▸ Task to carry out:
Reproduce the lines below verbatim, from the line containing "Mark the innermost point of each instance of the tire" through the end of the records, including both ends. Leave out the pictures.

------------

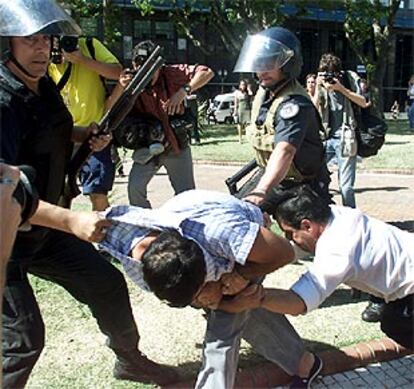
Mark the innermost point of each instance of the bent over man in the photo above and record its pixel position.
(37, 129)
(194, 239)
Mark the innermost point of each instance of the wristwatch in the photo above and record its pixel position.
(187, 88)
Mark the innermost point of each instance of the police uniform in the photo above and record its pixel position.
(289, 117)
(36, 130)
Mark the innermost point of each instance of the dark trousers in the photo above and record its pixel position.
(88, 277)
(397, 321)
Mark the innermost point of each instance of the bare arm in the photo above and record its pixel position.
(85, 225)
(269, 252)
(275, 300)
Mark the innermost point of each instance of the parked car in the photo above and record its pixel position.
(221, 109)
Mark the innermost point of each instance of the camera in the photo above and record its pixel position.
(66, 43)
(328, 77)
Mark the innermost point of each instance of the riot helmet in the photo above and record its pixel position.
(142, 51)
(28, 17)
(273, 48)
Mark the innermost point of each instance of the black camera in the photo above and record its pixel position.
(328, 77)
(26, 194)
(65, 43)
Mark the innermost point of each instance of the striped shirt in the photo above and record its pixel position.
(224, 227)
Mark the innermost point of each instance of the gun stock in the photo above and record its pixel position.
(232, 181)
(110, 121)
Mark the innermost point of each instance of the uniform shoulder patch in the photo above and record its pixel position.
(289, 110)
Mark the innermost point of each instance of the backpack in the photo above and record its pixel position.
(371, 128)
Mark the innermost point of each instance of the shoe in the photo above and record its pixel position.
(141, 369)
(300, 382)
(373, 312)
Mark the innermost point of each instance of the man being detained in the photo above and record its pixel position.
(196, 247)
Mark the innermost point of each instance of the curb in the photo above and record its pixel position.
(268, 375)
(359, 170)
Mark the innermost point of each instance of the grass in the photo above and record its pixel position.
(75, 355)
(220, 143)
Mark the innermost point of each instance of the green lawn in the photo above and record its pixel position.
(75, 355)
(220, 143)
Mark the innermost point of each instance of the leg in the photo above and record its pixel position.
(180, 170)
(139, 177)
(346, 177)
(397, 321)
(88, 277)
(23, 329)
(221, 349)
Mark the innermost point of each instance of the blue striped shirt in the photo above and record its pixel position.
(224, 227)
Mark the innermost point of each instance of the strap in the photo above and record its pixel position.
(65, 78)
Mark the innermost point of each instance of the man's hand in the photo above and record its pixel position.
(249, 298)
(125, 77)
(209, 296)
(88, 226)
(174, 105)
(233, 283)
(98, 143)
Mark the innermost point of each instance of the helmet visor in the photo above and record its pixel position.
(28, 17)
(261, 54)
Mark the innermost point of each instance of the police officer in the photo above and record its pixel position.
(284, 129)
(37, 129)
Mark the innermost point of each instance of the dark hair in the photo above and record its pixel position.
(174, 268)
(142, 51)
(330, 63)
(302, 203)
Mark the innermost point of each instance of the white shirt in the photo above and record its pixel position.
(362, 252)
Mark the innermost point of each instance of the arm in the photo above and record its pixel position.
(277, 167)
(111, 71)
(276, 300)
(269, 252)
(85, 225)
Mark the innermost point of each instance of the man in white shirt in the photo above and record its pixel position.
(350, 248)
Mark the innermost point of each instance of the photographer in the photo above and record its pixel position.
(80, 69)
(338, 119)
(163, 99)
(37, 130)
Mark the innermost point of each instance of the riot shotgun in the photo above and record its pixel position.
(110, 121)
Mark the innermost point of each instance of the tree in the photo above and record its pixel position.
(369, 28)
(109, 12)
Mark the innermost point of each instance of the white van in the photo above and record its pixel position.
(222, 108)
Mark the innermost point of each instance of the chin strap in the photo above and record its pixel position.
(20, 67)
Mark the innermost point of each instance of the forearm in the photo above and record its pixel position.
(53, 216)
(277, 167)
(200, 79)
(283, 301)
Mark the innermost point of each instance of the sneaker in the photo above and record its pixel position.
(141, 369)
(373, 312)
(300, 382)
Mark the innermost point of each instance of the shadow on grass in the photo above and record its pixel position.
(385, 188)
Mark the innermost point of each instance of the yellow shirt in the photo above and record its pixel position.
(84, 93)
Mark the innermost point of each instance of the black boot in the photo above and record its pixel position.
(135, 366)
(373, 312)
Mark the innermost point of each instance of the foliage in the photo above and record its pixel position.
(232, 19)
(369, 30)
(109, 12)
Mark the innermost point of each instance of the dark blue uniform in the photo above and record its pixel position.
(36, 130)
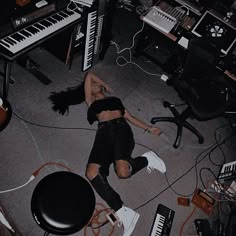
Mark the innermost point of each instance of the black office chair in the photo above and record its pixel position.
(200, 87)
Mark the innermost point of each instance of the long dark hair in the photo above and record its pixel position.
(71, 96)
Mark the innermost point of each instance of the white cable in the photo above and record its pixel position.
(21, 186)
(130, 54)
(5, 222)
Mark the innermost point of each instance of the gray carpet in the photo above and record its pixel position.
(26, 146)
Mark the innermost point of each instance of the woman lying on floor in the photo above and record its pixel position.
(114, 143)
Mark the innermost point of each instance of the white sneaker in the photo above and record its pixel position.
(128, 219)
(154, 162)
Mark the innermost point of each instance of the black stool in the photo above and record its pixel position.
(62, 203)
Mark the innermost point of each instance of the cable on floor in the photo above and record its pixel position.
(96, 220)
(34, 174)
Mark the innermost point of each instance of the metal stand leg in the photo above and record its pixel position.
(6, 79)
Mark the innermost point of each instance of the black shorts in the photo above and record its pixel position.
(113, 141)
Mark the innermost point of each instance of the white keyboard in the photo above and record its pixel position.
(27, 36)
(160, 20)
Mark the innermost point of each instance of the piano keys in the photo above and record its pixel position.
(162, 221)
(227, 171)
(33, 33)
(90, 40)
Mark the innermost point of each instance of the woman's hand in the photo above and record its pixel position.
(108, 89)
(154, 130)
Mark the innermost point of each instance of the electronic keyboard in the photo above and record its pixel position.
(228, 171)
(25, 37)
(162, 221)
(90, 40)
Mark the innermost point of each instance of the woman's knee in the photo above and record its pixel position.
(92, 171)
(122, 169)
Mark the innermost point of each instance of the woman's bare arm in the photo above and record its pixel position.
(137, 122)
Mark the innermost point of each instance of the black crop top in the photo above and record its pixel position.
(109, 103)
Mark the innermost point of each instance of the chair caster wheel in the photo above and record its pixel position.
(201, 140)
(166, 104)
(153, 121)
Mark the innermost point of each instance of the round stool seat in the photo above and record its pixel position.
(62, 203)
(5, 114)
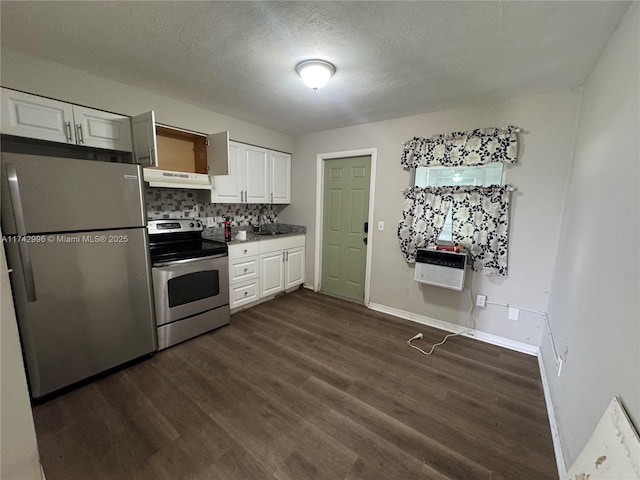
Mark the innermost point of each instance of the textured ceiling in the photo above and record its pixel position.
(393, 58)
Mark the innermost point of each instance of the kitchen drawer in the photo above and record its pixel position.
(243, 269)
(282, 243)
(244, 250)
(243, 294)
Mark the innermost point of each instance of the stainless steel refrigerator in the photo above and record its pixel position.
(76, 241)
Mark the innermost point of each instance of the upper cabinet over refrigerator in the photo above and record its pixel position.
(173, 150)
(26, 115)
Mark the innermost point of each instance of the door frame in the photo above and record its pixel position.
(372, 153)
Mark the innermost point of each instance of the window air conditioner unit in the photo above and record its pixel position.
(440, 268)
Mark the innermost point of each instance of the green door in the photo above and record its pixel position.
(345, 211)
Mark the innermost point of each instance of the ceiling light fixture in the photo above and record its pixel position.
(315, 73)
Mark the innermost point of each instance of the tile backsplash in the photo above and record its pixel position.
(182, 203)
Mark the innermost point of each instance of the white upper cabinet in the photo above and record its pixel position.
(30, 116)
(145, 145)
(26, 115)
(230, 188)
(248, 178)
(95, 128)
(256, 175)
(280, 177)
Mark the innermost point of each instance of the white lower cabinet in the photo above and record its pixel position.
(272, 278)
(264, 268)
(281, 264)
(244, 274)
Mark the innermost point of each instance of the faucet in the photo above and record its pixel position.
(263, 217)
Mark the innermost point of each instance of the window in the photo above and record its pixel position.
(481, 175)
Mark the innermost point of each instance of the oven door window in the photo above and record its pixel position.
(192, 287)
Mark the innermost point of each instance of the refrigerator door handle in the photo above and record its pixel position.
(21, 229)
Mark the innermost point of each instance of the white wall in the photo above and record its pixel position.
(19, 457)
(594, 307)
(548, 123)
(42, 77)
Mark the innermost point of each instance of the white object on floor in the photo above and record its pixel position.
(612, 452)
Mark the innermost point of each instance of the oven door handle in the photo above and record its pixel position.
(189, 260)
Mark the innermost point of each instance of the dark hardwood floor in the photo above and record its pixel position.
(306, 387)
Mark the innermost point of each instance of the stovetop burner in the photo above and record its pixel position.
(172, 240)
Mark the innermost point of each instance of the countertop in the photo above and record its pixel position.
(279, 230)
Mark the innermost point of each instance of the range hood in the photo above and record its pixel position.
(169, 179)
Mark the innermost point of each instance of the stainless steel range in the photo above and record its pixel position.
(190, 280)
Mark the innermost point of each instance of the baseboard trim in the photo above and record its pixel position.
(500, 342)
(451, 327)
(553, 425)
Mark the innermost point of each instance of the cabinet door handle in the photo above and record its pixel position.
(69, 135)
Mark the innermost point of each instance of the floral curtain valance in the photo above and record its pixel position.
(475, 147)
(480, 223)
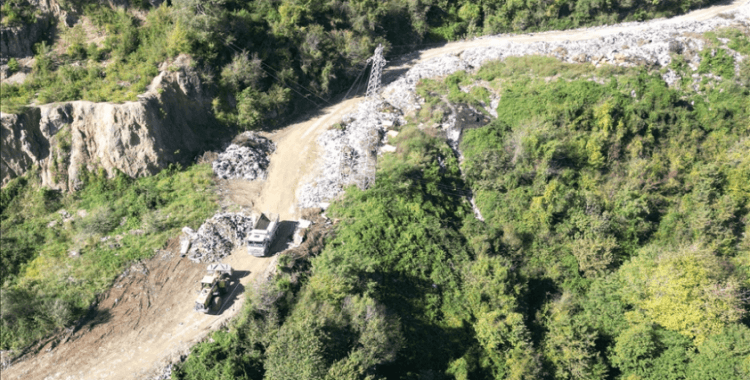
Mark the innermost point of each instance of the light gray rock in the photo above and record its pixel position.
(170, 123)
(246, 158)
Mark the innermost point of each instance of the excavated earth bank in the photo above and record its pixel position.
(146, 320)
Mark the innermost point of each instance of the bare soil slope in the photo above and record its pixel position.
(146, 319)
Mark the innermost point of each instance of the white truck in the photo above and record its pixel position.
(259, 240)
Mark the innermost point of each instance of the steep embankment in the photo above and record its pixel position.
(161, 330)
(169, 123)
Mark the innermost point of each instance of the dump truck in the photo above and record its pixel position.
(259, 240)
(213, 286)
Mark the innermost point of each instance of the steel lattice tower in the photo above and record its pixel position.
(378, 63)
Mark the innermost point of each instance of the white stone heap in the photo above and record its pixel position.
(246, 158)
(216, 237)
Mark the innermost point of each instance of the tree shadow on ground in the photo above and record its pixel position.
(284, 235)
(236, 289)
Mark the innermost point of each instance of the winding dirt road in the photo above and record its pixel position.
(146, 320)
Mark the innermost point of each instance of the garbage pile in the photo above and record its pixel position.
(246, 158)
(166, 373)
(348, 150)
(216, 237)
(639, 43)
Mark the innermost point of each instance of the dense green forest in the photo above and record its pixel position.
(268, 58)
(615, 245)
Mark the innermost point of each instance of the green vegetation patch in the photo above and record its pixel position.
(615, 243)
(61, 250)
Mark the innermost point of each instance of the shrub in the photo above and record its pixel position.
(13, 65)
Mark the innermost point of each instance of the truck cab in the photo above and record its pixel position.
(260, 239)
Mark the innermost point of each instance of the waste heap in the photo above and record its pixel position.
(246, 158)
(216, 237)
(344, 148)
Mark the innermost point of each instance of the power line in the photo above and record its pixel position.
(292, 88)
(356, 80)
(301, 86)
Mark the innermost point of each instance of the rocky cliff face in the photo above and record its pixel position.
(170, 123)
(18, 41)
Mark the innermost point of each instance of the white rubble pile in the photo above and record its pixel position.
(216, 237)
(343, 150)
(637, 43)
(166, 373)
(245, 158)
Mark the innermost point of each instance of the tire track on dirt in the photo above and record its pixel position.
(125, 338)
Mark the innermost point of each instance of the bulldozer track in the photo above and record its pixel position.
(146, 320)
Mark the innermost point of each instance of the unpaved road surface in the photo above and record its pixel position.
(147, 320)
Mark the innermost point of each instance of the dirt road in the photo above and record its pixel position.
(146, 319)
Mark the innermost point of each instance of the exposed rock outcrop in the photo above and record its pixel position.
(170, 123)
(18, 41)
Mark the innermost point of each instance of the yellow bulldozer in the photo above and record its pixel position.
(213, 288)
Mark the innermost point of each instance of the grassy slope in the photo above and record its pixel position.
(596, 204)
(44, 288)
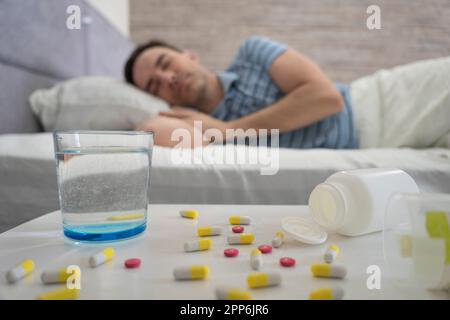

------------

▸ Output for this task:
Mark the innermost point of each instance of the tire track on dirt in the photo above and record its pixel position.
(125, 338)
Mark the innermost point of each instance of the bulldozer track in the photo above and record its pixel position.
(146, 320)
Mark the innermost point of each instance of the unpaved road surface in the photo above and record its pixel position.
(147, 320)
Mark the innermost point of each instance of the dirt road in the photo above and record its pixel position.
(146, 319)
Mark the innermost point of each instance of the exposed rock outcrop in the photo above and record its pixel position.
(170, 123)
(18, 41)
Mark the innermost point of each instance of the yellow bulldozer in the photo above and record its pixel position.
(213, 288)
Mark the innermost point of each instance of the grassy slope in the photo above and record its pixel position.
(596, 204)
(44, 288)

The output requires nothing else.